• Your goal
Nothing but an exact copy is wanted: the line with "244L278 239V254L282 256L283" and each line after it in the data below, last line included.

====== Input data

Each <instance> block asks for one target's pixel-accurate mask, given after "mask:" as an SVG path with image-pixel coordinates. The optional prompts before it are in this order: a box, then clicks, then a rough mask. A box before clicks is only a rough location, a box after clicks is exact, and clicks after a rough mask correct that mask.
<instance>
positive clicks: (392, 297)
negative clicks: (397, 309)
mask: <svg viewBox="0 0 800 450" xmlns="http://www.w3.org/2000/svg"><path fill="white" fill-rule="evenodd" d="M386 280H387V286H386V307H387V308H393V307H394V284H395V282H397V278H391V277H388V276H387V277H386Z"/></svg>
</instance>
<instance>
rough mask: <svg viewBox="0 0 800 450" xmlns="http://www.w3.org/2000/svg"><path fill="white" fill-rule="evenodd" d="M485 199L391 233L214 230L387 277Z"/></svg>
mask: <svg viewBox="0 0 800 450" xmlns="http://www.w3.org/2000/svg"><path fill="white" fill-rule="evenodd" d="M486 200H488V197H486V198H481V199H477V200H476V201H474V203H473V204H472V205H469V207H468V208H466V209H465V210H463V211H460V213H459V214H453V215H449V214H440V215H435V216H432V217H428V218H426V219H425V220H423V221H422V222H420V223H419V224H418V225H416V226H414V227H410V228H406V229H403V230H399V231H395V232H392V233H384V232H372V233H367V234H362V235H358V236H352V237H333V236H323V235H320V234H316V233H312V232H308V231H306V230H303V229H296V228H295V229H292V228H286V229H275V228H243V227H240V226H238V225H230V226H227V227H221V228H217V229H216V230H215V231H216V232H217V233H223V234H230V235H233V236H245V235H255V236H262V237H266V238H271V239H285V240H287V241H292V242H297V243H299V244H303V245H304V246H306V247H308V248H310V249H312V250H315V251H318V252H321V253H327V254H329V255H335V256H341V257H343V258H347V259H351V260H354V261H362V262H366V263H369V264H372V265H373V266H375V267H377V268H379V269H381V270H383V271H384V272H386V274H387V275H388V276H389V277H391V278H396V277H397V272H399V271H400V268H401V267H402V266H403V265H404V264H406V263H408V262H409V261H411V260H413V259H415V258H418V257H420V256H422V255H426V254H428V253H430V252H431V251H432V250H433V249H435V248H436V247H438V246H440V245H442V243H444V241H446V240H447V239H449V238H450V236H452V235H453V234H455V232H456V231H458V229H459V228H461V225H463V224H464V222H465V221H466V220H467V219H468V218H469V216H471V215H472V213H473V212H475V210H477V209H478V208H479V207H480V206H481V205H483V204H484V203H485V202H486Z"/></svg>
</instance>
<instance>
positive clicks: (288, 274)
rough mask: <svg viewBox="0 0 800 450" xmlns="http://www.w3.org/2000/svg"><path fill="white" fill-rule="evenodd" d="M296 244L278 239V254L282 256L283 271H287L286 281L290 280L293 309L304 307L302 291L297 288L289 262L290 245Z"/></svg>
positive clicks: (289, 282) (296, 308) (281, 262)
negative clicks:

============

• Result of the exercise
rough mask: <svg viewBox="0 0 800 450" xmlns="http://www.w3.org/2000/svg"><path fill="white" fill-rule="evenodd" d="M296 244L278 239V254L282 256L283 271H287L286 281L290 280L293 309L304 307L302 291L297 288L289 262L290 245Z"/></svg>
positive clicks: (289, 282) (296, 308) (281, 262)
negative clicks:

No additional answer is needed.